THE TASK: Write out the lines below as a numbered list, skipping blank lines and leaving the pictures out.

-- INFORMATION SUPPLIED start --

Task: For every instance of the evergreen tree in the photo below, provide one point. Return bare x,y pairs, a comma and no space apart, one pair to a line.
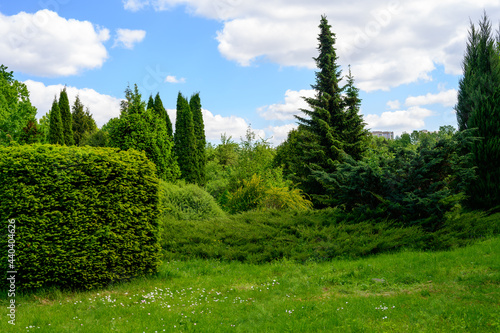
478,109
142,129
151,103
83,123
66,118
184,140
355,135
56,134
325,121
199,133
158,106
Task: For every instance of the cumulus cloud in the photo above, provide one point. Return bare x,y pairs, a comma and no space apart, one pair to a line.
399,121
385,42
103,107
294,101
173,79
135,5
446,98
46,44
127,38
393,105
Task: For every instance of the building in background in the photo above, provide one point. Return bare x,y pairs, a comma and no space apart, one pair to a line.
386,134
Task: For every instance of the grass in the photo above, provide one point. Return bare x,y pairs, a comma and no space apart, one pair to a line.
451,291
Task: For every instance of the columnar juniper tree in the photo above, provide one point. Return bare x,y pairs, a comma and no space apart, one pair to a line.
478,109
199,133
56,135
184,141
83,122
66,118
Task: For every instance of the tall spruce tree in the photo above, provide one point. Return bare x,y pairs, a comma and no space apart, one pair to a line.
66,118
56,134
83,123
478,109
355,134
199,133
185,141
325,120
158,105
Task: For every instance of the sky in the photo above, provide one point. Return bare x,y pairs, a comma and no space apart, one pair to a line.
251,61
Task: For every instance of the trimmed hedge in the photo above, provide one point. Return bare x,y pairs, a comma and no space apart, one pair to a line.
84,217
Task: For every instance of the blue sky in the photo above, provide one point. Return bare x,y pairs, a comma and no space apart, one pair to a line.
251,61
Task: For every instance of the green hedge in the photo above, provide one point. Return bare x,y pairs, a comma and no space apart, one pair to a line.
84,217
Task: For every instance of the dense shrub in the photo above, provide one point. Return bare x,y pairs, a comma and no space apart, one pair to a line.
84,217
319,235
187,202
256,194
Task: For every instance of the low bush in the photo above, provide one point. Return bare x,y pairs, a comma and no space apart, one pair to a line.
187,202
84,217
319,235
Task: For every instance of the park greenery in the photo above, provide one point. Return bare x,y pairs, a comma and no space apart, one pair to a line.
142,202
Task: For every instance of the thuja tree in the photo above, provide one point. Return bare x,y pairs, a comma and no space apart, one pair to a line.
478,108
199,134
56,134
142,129
66,118
83,123
185,141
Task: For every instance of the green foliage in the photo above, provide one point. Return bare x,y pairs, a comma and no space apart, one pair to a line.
199,134
142,129
317,235
256,194
84,124
15,107
333,124
56,132
187,202
478,108
185,141
66,118
84,217
411,186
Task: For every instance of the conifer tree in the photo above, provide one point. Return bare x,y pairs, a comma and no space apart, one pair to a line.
66,118
83,123
151,103
56,135
355,134
158,105
199,133
478,109
184,140
142,129
325,120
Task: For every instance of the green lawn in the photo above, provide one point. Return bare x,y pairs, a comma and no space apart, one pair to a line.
454,291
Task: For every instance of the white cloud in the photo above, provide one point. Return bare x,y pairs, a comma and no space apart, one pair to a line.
46,44
103,107
294,101
387,43
127,38
278,134
393,105
399,121
446,98
135,5
173,79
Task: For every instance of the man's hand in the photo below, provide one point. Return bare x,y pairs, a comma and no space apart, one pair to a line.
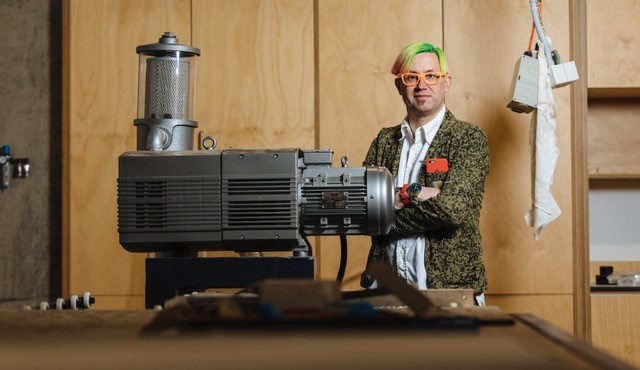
424,194
427,193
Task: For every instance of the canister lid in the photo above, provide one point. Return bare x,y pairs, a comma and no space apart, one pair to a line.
168,42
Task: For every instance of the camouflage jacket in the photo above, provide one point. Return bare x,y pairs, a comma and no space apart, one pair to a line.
449,221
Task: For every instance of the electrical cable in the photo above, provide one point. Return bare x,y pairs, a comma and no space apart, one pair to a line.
343,258
309,249
536,21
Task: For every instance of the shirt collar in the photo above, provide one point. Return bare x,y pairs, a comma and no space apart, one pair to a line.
429,129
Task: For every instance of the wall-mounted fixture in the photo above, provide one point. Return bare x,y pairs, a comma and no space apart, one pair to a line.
21,167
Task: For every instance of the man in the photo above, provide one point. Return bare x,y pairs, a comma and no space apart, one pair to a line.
440,166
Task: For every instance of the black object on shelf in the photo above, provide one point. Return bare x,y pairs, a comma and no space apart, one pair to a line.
605,271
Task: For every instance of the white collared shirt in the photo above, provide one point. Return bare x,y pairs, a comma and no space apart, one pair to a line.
408,253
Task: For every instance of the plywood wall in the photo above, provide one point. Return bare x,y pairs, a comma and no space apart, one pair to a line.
612,43
101,86
314,74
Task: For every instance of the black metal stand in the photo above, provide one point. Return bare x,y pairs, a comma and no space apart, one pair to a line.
167,276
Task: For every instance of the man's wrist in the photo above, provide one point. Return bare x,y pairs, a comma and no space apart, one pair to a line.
404,195
413,192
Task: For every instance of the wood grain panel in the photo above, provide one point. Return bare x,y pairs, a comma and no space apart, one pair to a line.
255,84
482,66
358,41
613,45
101,97
580,204
614,134
556,309
615,325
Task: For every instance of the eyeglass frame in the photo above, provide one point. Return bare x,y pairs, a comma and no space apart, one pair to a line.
422,76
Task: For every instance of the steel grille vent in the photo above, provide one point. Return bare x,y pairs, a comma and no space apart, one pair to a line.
313,212
261,203
167,87
169,204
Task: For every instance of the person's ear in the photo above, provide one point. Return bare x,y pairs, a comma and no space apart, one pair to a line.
399,86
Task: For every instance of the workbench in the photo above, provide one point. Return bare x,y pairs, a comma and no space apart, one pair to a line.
95,339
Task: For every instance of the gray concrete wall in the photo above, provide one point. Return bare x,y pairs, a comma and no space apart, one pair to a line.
30,121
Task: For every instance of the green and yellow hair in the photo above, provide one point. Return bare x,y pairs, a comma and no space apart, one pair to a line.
404,60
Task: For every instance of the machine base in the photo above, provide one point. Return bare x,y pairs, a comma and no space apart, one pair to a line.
169,276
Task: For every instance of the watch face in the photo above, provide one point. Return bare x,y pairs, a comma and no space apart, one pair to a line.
415,188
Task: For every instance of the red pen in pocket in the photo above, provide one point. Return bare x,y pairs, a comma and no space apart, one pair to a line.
437,165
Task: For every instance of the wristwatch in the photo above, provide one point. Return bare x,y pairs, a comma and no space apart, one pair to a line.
413,190
404,195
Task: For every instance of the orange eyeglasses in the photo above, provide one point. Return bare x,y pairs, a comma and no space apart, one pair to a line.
412,79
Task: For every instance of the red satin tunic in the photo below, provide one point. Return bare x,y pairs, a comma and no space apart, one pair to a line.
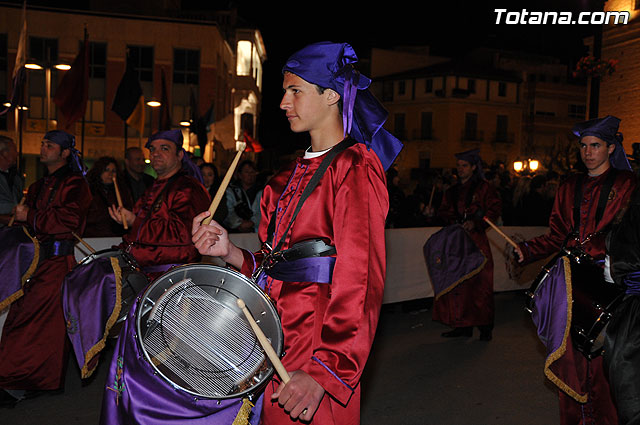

-- INFORMATION SUPPLIED end --

SOLUTION TO THIS PROBLEM:
1. Task: For every instance of the evergreen tree in the photo below, provide one point. Return bare x,y pairs, a comma and no space apart, one pair to a line.
2. 478,109
3. 142,129
4. 151,103
5. 83,123
6. 66,118
7. 184,140
8. 355,135
9. 56,134
10. 325,121
11. 199,133
12. 158,106
13. Task: For every instance of the cumulus cloud in the photo above, provide one point. Return bare x,y pairs, a comma and no space apart, one pair to a line.
14. 399,121
15. 385,42
16. 103,107
17. 294,101
18. 173,79
19. 135,5
20. 446,98
21. 46,44
22. 127,38
23. 393,105
24. Task: For every instance of the building in background in the photo above, provide one point. Return bare x,y pairs, a comma and no space apart, one pair to a line.
25. 386,134
26. Task: For every instance of the grass in the photo above, provide one point. Return bare x,y pairs, a comma and no space apart, one pair to a line.
27. 451,291
28. Task: For every instance of the columnar juniper tree in the photo above, provide one point. Return bare x,y pairs, a comma and no space apart, one pair to a line.
29. 478,109
30. 199,133
31. 56,135
32. 184,141
33. 83,122
34. 66,118
35. Task: For every instance of the tall spruce tree in the photo above, provide one point. Return bare x,y pairs, a comma and no space apart, one pair to a line.
36. 66,118
37. 56,134
38. 83,123
39. 478,109
40. 355,134
41. 199,133
42. 185,141
43. 325,120
44. 158,105
45. Task: For every instance of the sky in the photo above, provide one point. Return bare x,y pairs, a comma and no space apart, one pair to a line.
46. 251,61
47. Task: For every instance of the trimmed hedge in the photo above, provide one point. Return bare x,y pairs, a comma and no space apart, one pair to a line.
48. 84,217
49. Task: For every instance of the blue sky in the photo above, provide one point. Return bare x,y pairs, a comma and no space apart, one pair to a line.
50. 251,61
51. Task: For every instance of the green hedge in the photo above, provide one point. Return bare x,y pairs, a comma and no space apart, one pair to a line.
52. 84,217
53. Task: For every instance of the dense shrub in the photo above, provide one point. Return bare x,y pairs, a comma and no space apart, one pair to a line.
54. 84,217
55. 319,235
56. 187,202
57. 256,194
58. Task: For every instance of the low bush in the photo above, provide one point. Return bare x,y pairs, a comma and no space apart, one pair to a line.
59. 187,202
60. 84,217
61. 319,235
62. Task: For every instance of the park greenery in the photo above, provide one point. Return bare x,y pairs, a comma and no space apart, one pair to a line.
63. 142,202
64. Task: For every instance of the thuja tree in the photo above, provide one point. Return bare x,y pairs, a comma and no space apart, one pair to a line.
65. 478,108
66. 199,134
67. 56,134
68. 142,129
69. 66,118
70. 83,123
71. 185,141
72. Task: For every instance of the green foliage in the photo above, provide one point. Return bare x,y pairs, a comma and no space apart, one pair to a line.
73. 199,134
74. 142,129
75. 317,235
76. 256,194
77. 84,124
78. 15,107
79. 333,124
80. 56,132
81. 187,202
82. 478,108
83. 185,141
84. 66,118
85. 84,217
86. 411,186
87. Task: For every instance of the conifer tree in the photo above, provide one point. Return bare x,y pairs, a comma and no space apart, one pair to a line.
88. 66,118
89. 83,123
90. 151,103
91. 56,135
92. 355,134
93. 158,105
94. 199,133
95. 478,109
96. 184,140
97. 142,129
98. 325,120
99. Task: For every instance of the green lawn in the photo above, provide one point. Return bare x,y pairs, a comma and no space apart, one pair to a line.
100. 454,291
101. Task: For every instance of the white cloud in the photo above, provide one point. Return bare x,y pairs, a comma and no space apart, one pair to a line.
102. 46,44
103. 103,107
104. 294,101
105. 387,43
106. 127,38
107. 278,134
108. 393,105
109. 399,121
110. 446,98
111. 135,5
112. 173,79
113. Task: For every instance of the man's hand in the photo below, provide one point. Return bare x,y pairs, a comma and no space apart, one pair to a line.
114. 424,194
115. 427,193
116. Task: For every instance of the canister lid in the photo above, provide one point. Return bare x,y pairs, a comma and no space apart, one pair to a line.
117. 168,42
118. Task: For every instance of the camouflage jacket in the photo above, provide one point. Return bare x,y pairs, a comma and no space apart, one pair to a line.
119. 449,221
120. Task: For every instance of the electrical cable in the photo above, provide one point. Return bare x,y pairs, a comma and no space apart, one pair to a line.
121. 343,258
122. 309,249
123. 536,21
124. Task: For every instance of the shirt collar in the photo above, provide one point. Return bare x,y pairs, a comma and no space apart, one pair to a line.
125. 429,129
126. Task: For every instance of the wall-mounted fixture in the photo above, provide one point. Return bare x,y pairs, a comma and no space apart, one pair to a line.
127. 21,167
128. Task: For every instance of the man in the photo above, provide one point. Return bare x,y pairs, a comma and no space apart, one pair to a line.
129. 440,166
130. Task: For every instance of the black object on shelf in the photo above, provide one point. Return bare x,y pairs, a comma and no space apart, one pair to a line.
131. 605,271
132. Task: For every instance of the white collared shirt in the photo above, provide one point. Return bare x,y pairs, a comma and no space apart, one pair to a line.
133. 408,253
134. Task: For every instance of the plywood wall in the photo above, provide one point. Return bare x,y pairs, a comma and no space apart, one pair to a line.
135. 612,43
136. 101,86
137. 314,74
138. Task: For every instance of the black metal stand in the photo above, provide one point. Return bare x,y pairs, a comma and no space apart, one pair to a line.
139. 167,276
140. Task: For every instance of the man's wrist in the photo above, provide one point. Return bare x,y pairs, a comma and no space apart, one pair to a line.
141. 404,195
142. 413,192
143. Task: For every instance of the wood grain panel in the photo above, provide one point. Return bare x,y pairs, a comma and no space apart, one pair to a line.
144. 255,84
145. 482,66
146. 358,41
147. 613,45
148. 101,97
149. 580,204
150. 614,134
151. 556,309
152. 615,325
153. Task: For every instance of the eyeglass frame in the photo above, provide one point. Return bare x,y pairs, a comma and no space apart, one pair to a line.
154. 422,76
155. Task: For every instance of the steel grille vent in the photo above, provide one point. Return bare x,y pairs, a comma and no space apart, one pair to a line.
156. 313,212
157. 261,203
158. 167,87
159. 169,204
160. Task: For every instance of the person's ear in the photo above, provide one point. Return bare x,y pairs, a comma and no space apart, one pair to a line.
161. 399,86
162. Task: For every instance of the workbench in the photo above, provide one point. Return bare x,y pairs, a comma and no space apart, one pair to a line.
163. 95,339
164. Task: For every instance of the gray concrete wall in the photo above, provide one point. Return bare x,y pairs, a comma and no space apart, one pair to a line.
165. 30,121
166. Task: For every instance of the green and yellow hair in the photo above, provide one point. Return bare x,y pairs, a comma and no space apart, one pair to a line.
167. 404,60
168. Task: For every instance of the machine base in the photo above, provide one point. Return bare x,y pairs, a comma and no space apart, one pair to a line.
169. 169,276
170. Task: For every instance of the watch face in the photo above, provide one point. Return bare x,y pairs, a comma and no space apart, one pair to a line.
171. 415,188
172. Task: For every instance of the red pen in pocket in the photo above, provide one point. Return bare x,y pairs, a comma and no space apart, one pair to a line.
173. 437,165
174. Task: For every instance of the wristwatch in the photo above, provide one point. Return bare x,y pairs, a comma and no space apart, one pair to a line.
175. 413,190
176. 404,195
177. Task: For every instance of the orange eyeglasses in the photo above, provide one point. Return bare x,y pairs, a comma and no space apart, one pair to a line.
178. 412,79
179. Task: For every instance of the red satin tunic in the photo below, provide one point. Return bare x,y pairs, a comma and no space apart, one pair to a line.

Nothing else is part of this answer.